Deskripsi tugas: Menurut blok teks, dari universitas mana Anies Baswedan meraih gelar doktor ilmu politik?

Blok teks:
- - - -
Rektor Universitas Paramadina Anies Baswedan Ph.D. mengajak uskup, para imam, suster, dan pimpinan Dewan Pastoral Paroki se-Keuskupan Bandung untuk bisa menempatkan diri sebagai warga negara Indonesia dengan terlibat dalam kegiatan berbangsa dan bernegara.
Doktor ilmu politik dari Universitas Northern Illinois itu berbicara dengan PEN@ Indonesia seusai berbicara tentang “Bertolak, Melunasi Janji Kemerdekaan dan Melihat Peluang Hidup Berbangsa dan Bernegara” di depan lebih dari 200 wakil semua paroki, kelompok kategorial dan yayasan, lembaga hidup bakti dan komisi di Keuskupan Bandung yang mengikuti Temu Pastoral Keuskupan Bandung.
- - - -
Data yang diberikan:
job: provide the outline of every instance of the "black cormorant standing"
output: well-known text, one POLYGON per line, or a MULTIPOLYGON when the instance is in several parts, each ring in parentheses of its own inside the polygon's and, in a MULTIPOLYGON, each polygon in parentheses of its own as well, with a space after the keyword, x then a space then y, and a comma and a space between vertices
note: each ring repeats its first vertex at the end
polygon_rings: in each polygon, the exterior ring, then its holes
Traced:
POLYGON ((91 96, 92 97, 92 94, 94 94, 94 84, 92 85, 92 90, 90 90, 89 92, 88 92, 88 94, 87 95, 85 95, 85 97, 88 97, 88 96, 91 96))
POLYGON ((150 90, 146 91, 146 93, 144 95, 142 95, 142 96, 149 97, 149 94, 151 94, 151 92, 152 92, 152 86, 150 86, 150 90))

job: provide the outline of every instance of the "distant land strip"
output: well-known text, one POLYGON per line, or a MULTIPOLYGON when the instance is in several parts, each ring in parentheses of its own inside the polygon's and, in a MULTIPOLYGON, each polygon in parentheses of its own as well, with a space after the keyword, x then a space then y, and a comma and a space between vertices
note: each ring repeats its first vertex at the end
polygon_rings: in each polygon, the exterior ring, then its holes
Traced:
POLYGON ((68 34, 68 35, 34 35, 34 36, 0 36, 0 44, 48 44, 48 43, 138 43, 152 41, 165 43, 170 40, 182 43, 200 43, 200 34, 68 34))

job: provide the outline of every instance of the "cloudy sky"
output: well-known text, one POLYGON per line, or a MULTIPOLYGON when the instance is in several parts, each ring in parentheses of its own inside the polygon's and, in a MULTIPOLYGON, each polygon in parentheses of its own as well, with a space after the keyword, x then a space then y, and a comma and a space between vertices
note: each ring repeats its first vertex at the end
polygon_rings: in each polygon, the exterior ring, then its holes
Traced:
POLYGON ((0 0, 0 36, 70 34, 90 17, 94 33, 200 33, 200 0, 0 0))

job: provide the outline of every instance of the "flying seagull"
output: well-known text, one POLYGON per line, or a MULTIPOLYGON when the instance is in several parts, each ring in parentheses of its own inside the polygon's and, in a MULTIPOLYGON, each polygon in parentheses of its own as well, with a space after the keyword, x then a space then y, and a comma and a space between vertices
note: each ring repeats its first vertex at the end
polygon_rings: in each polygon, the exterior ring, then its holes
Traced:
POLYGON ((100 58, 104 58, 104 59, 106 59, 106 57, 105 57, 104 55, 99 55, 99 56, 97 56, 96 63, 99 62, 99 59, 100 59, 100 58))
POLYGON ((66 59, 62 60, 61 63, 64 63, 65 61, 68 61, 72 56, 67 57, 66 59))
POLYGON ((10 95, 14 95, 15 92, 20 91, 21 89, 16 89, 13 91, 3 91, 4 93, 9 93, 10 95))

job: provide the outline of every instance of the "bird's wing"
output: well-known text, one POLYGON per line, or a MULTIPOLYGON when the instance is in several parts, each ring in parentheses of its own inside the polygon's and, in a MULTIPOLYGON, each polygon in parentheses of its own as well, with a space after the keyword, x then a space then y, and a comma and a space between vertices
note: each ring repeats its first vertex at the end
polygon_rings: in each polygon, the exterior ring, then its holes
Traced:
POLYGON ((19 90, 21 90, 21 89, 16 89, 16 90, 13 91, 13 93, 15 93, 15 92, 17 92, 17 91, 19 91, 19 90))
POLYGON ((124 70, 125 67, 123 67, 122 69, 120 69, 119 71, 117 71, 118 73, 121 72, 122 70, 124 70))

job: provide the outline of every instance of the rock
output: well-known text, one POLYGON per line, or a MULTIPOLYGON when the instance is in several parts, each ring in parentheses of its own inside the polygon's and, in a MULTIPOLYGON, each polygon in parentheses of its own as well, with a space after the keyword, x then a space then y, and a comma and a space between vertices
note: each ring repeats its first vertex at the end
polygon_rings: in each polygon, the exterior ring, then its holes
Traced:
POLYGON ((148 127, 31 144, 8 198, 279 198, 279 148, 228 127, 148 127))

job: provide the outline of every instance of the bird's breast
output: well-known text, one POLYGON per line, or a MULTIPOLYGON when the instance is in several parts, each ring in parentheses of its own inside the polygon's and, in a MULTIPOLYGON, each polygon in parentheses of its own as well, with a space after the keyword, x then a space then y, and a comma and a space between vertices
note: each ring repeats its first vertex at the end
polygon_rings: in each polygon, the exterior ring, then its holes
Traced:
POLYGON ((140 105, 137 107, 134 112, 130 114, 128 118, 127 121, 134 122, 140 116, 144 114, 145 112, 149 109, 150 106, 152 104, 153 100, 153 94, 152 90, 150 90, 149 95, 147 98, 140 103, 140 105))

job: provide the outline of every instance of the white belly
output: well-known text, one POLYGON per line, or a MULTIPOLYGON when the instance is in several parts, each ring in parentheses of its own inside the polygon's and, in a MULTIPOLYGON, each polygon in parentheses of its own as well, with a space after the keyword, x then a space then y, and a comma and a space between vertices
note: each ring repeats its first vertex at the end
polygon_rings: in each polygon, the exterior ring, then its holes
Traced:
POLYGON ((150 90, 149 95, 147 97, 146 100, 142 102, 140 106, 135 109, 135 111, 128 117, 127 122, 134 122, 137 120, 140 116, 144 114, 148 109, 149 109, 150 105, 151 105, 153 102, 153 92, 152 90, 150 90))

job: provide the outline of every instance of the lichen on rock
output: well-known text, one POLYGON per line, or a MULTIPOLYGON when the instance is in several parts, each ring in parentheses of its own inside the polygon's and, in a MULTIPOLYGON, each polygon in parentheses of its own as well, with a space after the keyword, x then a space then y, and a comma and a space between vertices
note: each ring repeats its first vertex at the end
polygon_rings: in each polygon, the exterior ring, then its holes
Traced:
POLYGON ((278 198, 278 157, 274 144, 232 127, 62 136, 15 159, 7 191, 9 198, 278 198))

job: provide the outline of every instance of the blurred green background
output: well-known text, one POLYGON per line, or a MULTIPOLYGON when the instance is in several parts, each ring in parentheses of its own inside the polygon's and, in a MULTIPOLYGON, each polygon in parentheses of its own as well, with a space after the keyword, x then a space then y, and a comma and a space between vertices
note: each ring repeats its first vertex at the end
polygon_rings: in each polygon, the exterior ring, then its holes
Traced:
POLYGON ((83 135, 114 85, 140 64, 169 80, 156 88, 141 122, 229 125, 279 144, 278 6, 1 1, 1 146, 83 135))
- - - -
Jawaban soal ini: Universitas Northern Illinois.